##### Provided text #####

Prostitution in Australia occurs outside of Australia.
According to UNICEF, roughly one third of human trafficking activity around the globe involves children. The trafficking of children is an ongoing issue within Australia, and involves citizens who travel overseas (predominantly to Asian countries) in order to access prostituted individuals. Even though sex trafficking of this nature is occurring outside of Australia, our Criminal Code still holds all Australian citizens liable to prosecution for offensive sexual conduct with minors.
In 1990, Australia signed a convention spearheaded by the United Nations termed ‘The United Nations Convention on the Rights of the Child, that when ratified, sought to facilitate the policing of child trafficking. Furthermore, The United Nations developed a protocol to suppress and punish trafficking in persons, especially women and children by urging states to
‘adopt or strengthen legislative or other measures, such as educational, social or cultural measures…to discourage the demand that fosters all forms of exploitation of persons, especially women and children, that leads to trafficking.’
The trafficking of children is not as heavily policed in Asian countries as it is in Australia and so criminal syndicates will often procure children who live overseas, or abuse them while travelling in order to fulfil sadistic and exploitative measures with little punishment. The issue of overseas child abuse occurring within the sex trade or elsewhere, is delineated within section 272.12(1) of the Criminal Code at the commonwealth level, which ‘deals with engaging in sexual intercourse with a young person outside Australia.’ This highlights the issue that child prostitution, involving Australian citizens during overseas travel, is an ongoing criminal issue, incurring a penalty of 10 years for perpetrators. Furthermore, a penalty of 20 years can be given to perpetrators who procure children outside of Australia in order to benefit either financially or through other means, through prostituting them.
Once prostituted or sexually abused in childhood, children are susceptible to incurring further abuse by involving themselves with prostitution well into adulthood, which fosters a worldwide trafficking issue and a tragic cycle of abuse where it can be extremely challenging for individuals to exit.
According to Mark Waltman, from Stockholm University, some 55-90 percent of sex workers (according to diverse studies), have been sexually exploited in childhood. With figures like that, it becomes evident that the sex trade is nothing but a criminal and psychological operation designed to enslave sex workers into being sexually used for the hedonistic purposes of handlers.

#####

▶ [Task objective] Pick up the passage on Australian law and child sex trafficking abroad after its final sentence and continue it with one more paragraph.

##### Data section #####

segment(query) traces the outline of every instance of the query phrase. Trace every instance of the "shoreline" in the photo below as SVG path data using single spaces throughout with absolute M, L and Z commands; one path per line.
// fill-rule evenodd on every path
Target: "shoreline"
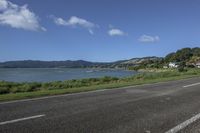
M 157 73 L 139 73 L 135 76 L 126 78 L 103 77 L 47 83 L 14 83 L 1 81 L 0 101 L 71 94 L 101 89 L 114 89 L 119 87 L 180 80 L 199 76 L 200 69 L 190 69 L 187 72 L 167 71 Z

#####

▶ [Exercise output]
Children are also sought out as potential prostitutes due to a number of reasons. Firstly, according to Dr Michael Seto, a clinical and forensic psychologist at the Royal Ottawa Healthcare group, men of all ages find young women attractive – including teenagers who have not yet reached the age of consent. According to the Criminal Code, one cannot engage in sexual relations, with lawfully recognised consent on behalf of the minor, if the partner is a number of years older than the teenager. Secondly, children are at risk of serious abuse due to their ignorance or gullibility in following authoritative instruction by people in power positions. Thirdly, they are at risk of abuse due to the fact that they are generally easier to coerce through money, drugs or financial gain. Fourthly, they are less likely to report incidents of abuse and may not be able to exit the trade like a fully-formed adult can. For these reasons, children (especially females) are often prostituted and they are amongst the most vulnerable individuals involved in the sex trade. It is seriously concerning that some Australian criminals take advantage of young females, especially overseas in Asian countries, due to language barriers that stop prostituted individuals from communicating abuse. Another issue is the fact that prostituted individuals selling their bodies to foreigners, are operating within a different jurisdiction to the foreigner. Because of these restrictions, accessing young prostituted individuals in alternate countries to one’s hometown, is an ‘easy’ way to have criminal behaviour excused, and is likely to go unnoticed and unrecorded. Trafficking within Australia is not adequately policed and regulated properly, let alone in another country. Because of this, it is difficult to note accurate statistics surrounding child prostituted individuals suffering at the hands of Australian pedophiles, but according to logic, the statistics and the Code, it is likely that this issue is proliferating without much media coverage or an adequate inquiry into the matter as it deserves.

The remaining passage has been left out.